> [TEXTO DE ORIGEN]

________________________________________

Little Joe: el negocio de la felicidad

Crítica de Marcelo Stiletano - La Nación

Lo que se cuenta aquí transcurre en el presente y en una geografía más o menos reconocible situada en el corazón de la Europa anglosajona, aunque lejos de las urbes más hiperpobladas, pero bien podría ocurrir en un futuro que el cine imaginó muchísimas veces. Sobre todo a partir de la rigidez, la planificación metódica y los comportamientos mecánicos que impone la vida cotidiana dentro de un laboratorio.

Frío, esterilizado, ajeno desde su diseño de proporciones exactas a cualquier riesgo de contaminación externa, el lugar parece determinar a partir de sus rutinas y procedimientos cómo serán las relaciones y los vínculos entre las personas que lo ocupan. Al no haber casi un “afuera”, toda la realidad posible o imaginable se configura a partir de esas reglas tan precisas.

________________________________________

> [FILAS DE DATOS]
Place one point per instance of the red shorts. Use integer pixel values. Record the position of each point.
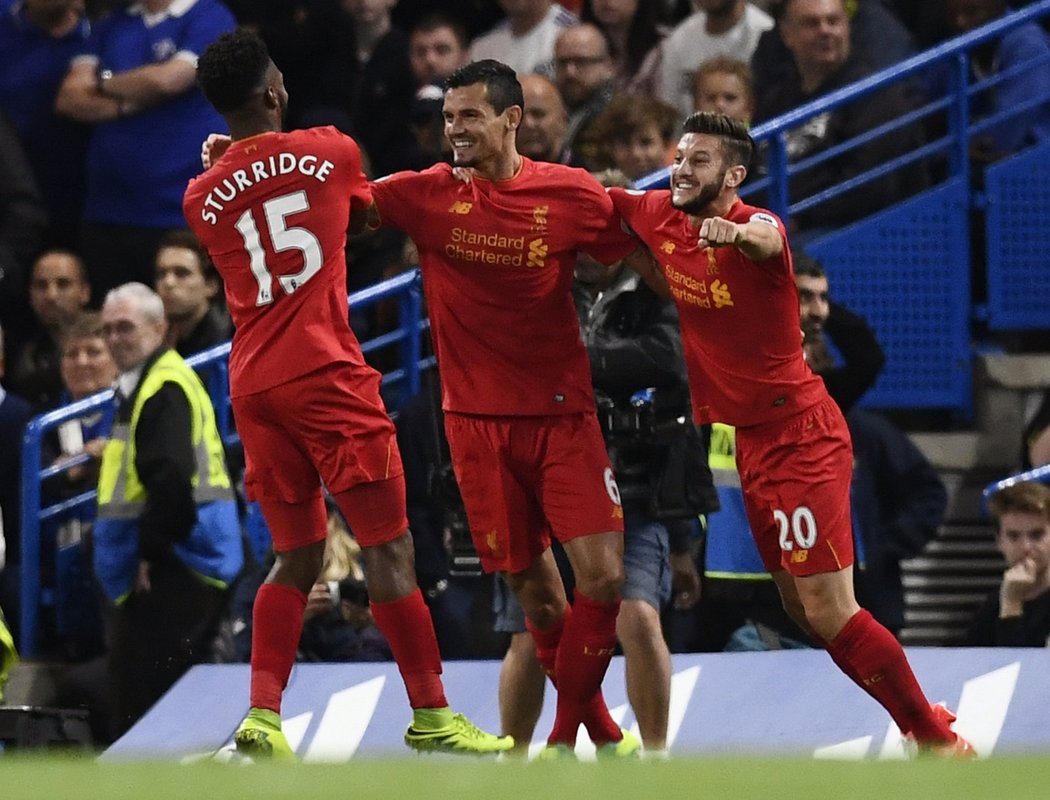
(795, 475)
(527, 479)
(327, 426)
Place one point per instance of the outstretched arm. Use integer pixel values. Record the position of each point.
(756, 239)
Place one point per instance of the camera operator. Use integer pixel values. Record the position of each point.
(662, 469)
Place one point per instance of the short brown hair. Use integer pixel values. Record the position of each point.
(728, 65)
(736, 142)
(1030, 497)
(184, 239)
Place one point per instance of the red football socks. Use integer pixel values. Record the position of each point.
(587, 644)
(546, 641)
(875, 660)
(276, 626)
(407, 628)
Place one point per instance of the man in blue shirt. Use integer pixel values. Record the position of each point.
(37, 40)
(134, 81)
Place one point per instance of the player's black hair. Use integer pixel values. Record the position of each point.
(232, 69)
(185, 239)
(736, 142)
(504, 90)
(806, 265)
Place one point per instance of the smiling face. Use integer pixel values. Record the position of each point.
(817, 34)
(698, 172)
(435, 54)
(86, 365)
(1025, 534)
(479, 137)
(130, 335)
(182, 283)
(722, 92)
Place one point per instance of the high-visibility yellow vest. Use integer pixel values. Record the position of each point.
(213, 550)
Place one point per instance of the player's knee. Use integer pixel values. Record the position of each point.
(637, 623)
(601, 586)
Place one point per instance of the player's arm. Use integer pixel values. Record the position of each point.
(360, 218)
(81, 99)
(642, 261)
(151, 84)
(757, 239)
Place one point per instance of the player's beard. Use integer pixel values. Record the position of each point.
(699, 204)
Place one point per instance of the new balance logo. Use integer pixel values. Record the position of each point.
(721, 294)
(537, 253)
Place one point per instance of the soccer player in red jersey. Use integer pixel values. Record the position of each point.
(728, 267)
(273, 214)
(498, 255)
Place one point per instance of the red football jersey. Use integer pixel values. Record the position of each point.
(739, 318)
(273, 215)
(498, 259)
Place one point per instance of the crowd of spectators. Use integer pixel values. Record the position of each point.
(101, 126)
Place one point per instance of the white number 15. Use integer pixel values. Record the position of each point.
(282, 238)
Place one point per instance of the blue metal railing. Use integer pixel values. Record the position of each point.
(1041, 474)
(953, 56)
(907, 268)
(408, 336)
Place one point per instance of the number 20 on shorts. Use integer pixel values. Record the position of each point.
(799, 529)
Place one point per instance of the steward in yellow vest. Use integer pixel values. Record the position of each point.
(133, 524)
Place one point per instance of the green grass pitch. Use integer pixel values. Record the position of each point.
(422, 778)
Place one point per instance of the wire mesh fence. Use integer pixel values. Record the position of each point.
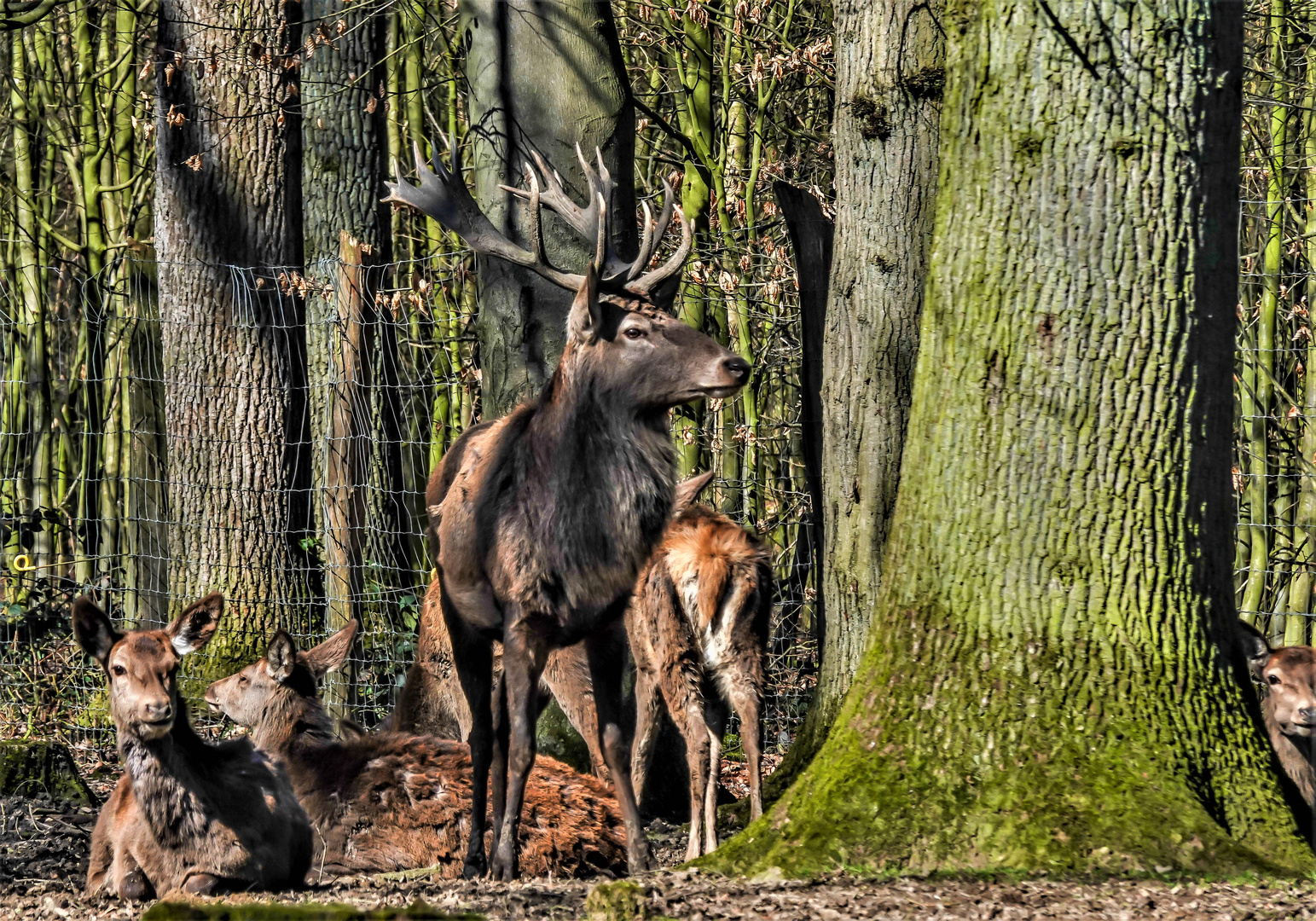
(149, 484)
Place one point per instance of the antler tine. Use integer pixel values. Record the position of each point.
(646, 244)
(646, 283)
(443, 196)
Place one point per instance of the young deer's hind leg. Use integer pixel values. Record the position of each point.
(606, 669)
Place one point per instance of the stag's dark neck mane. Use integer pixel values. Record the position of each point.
(167, 777)
(607, 465)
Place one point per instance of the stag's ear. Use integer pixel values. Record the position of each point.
(688, 489)
(332, 653)
(92, 629)
(195, 627)
(281, 658)
(586, 317)
(1255, 649)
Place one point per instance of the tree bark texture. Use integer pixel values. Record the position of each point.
(233, 344)
(1052, 681)
(890, 75)
(542, 77)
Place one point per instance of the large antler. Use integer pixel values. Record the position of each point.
(593, 223)
(443, 196)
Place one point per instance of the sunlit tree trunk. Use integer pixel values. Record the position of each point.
(1051, 681)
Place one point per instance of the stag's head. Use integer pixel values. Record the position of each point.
(141, 666)
(620, 333)
(1287, 679)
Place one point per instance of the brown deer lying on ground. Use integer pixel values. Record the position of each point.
(542, 518)
(698, 628)
(432, 700)
(1287, 681)
(186, 814)
(385, 802)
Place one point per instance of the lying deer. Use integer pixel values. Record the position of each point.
(1287, 681)
(385, 802)
(184, 814)
(698, 629)
(542, 518)
(432, 700)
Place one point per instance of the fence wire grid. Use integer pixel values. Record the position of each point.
(154, 478)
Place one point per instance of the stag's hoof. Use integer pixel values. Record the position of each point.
(504, 866)
(201, 884)
(136, 887)
(474, 867)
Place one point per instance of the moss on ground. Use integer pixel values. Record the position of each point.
(46, 768)
(254, 911)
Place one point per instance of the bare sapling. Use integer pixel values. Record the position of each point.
(698, 628)
(186, 814)
(541, 520)
(386, 802)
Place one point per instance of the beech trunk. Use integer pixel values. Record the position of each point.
(1051, 681)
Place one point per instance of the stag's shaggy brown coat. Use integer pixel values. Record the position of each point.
(184, 814)
(399, 802)
(542, 520)
(698, 629)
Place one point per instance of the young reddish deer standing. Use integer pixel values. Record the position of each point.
(184, 814)
(1287, 681)
(544, 518)
(698, 627)
(397, 802)
(432, 700)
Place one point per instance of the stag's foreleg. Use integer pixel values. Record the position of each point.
(472, 657)
(524, 653)
(606, 673)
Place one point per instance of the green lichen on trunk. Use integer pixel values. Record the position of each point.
(1051, 681)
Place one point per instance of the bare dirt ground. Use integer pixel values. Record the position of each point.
(43, 846)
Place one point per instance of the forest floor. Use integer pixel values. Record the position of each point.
(43, 853)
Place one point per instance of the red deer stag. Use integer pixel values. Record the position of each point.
(184, 814)
(385, 802)
(542, 518)
(432, 700)
(698, 628)
(1287, 681)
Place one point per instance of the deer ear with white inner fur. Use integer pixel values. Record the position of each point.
(281, 658)
(586, 317)
(92, 629)
(332, 653)
(195, 627)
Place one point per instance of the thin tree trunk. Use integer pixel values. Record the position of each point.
(227, 189)
(890, 74)
(542, 77)
(1052, 681)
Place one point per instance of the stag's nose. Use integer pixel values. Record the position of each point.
(157, 710)
(736, 368)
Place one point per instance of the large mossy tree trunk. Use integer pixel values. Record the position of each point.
(1051, 681)
(227, 195)
(542, 77)
(890, 75)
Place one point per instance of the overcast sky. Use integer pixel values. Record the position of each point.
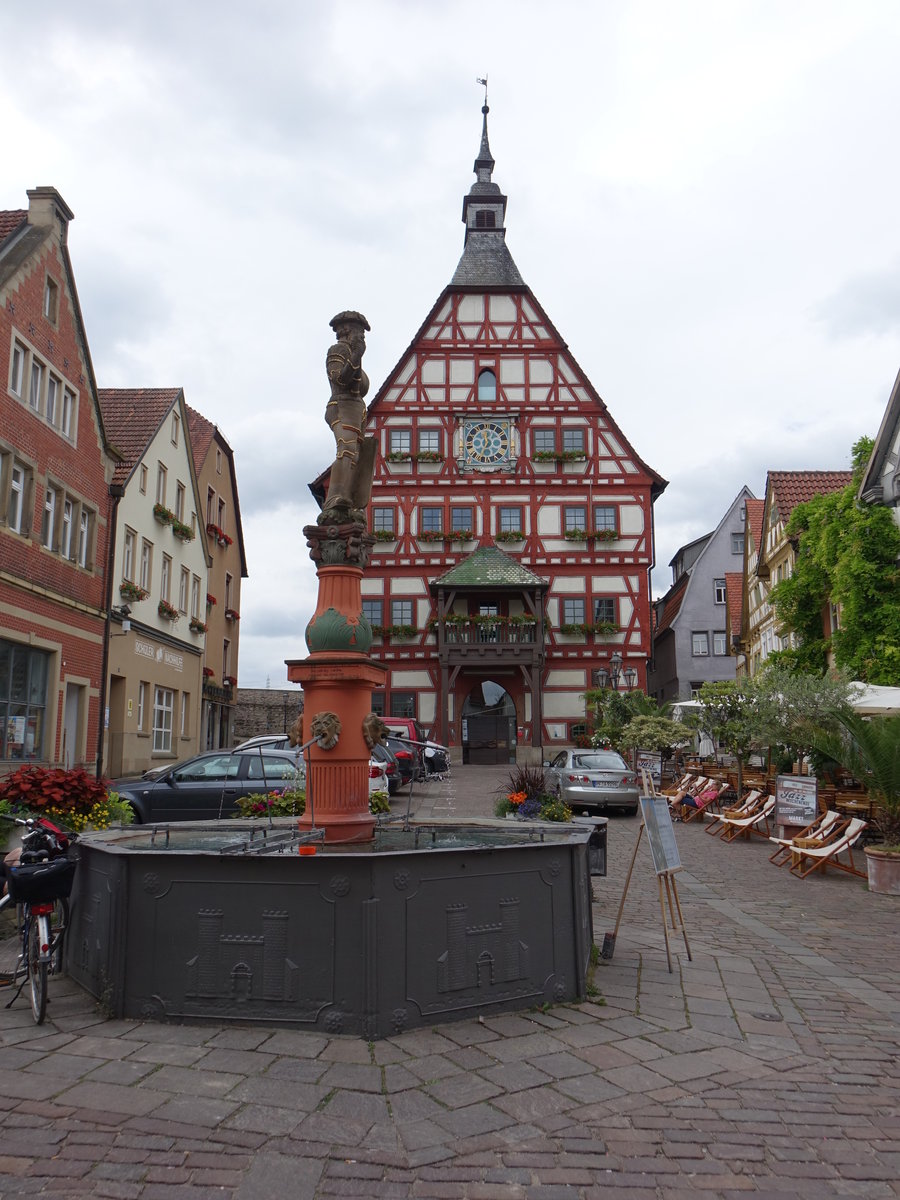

________________________________________

> [REQUISITOS] Por favor, prosigue la crítica de la película Little Joe a partir de su última oración.

> [RESPUESTA DEL EJERCICIO]
También lucen el mismo escrupuloso esmero los vistosos y pausados travellings que emplea la directora austríaca Jessica Hausner para acercarse, aunque manteniendo siempre alguna distancia, a sus personajes: científicos consagrados a la manipulación genética de plantas que no podrán reproducirse, pero parecen estar en condiciones de cumplir otro propósito a primera vista más virtuoso: extraer de una de esas especies, a través del polen, un aroma capaz de mejorar el estado de ánimo de las personas y hacerlas sentir mejor, más felices.

Hasta que en un momento, después de observar reacciones inesperadas al contacto con el experimento, surge la pregunta inevitable ¿Estamos ante una situación potencialmente inmanejable? ¿Qué hacer cuando la voluntad empieza a quedar sujeta a una manipulación que parece haber escapado por completo del control de sus artífices?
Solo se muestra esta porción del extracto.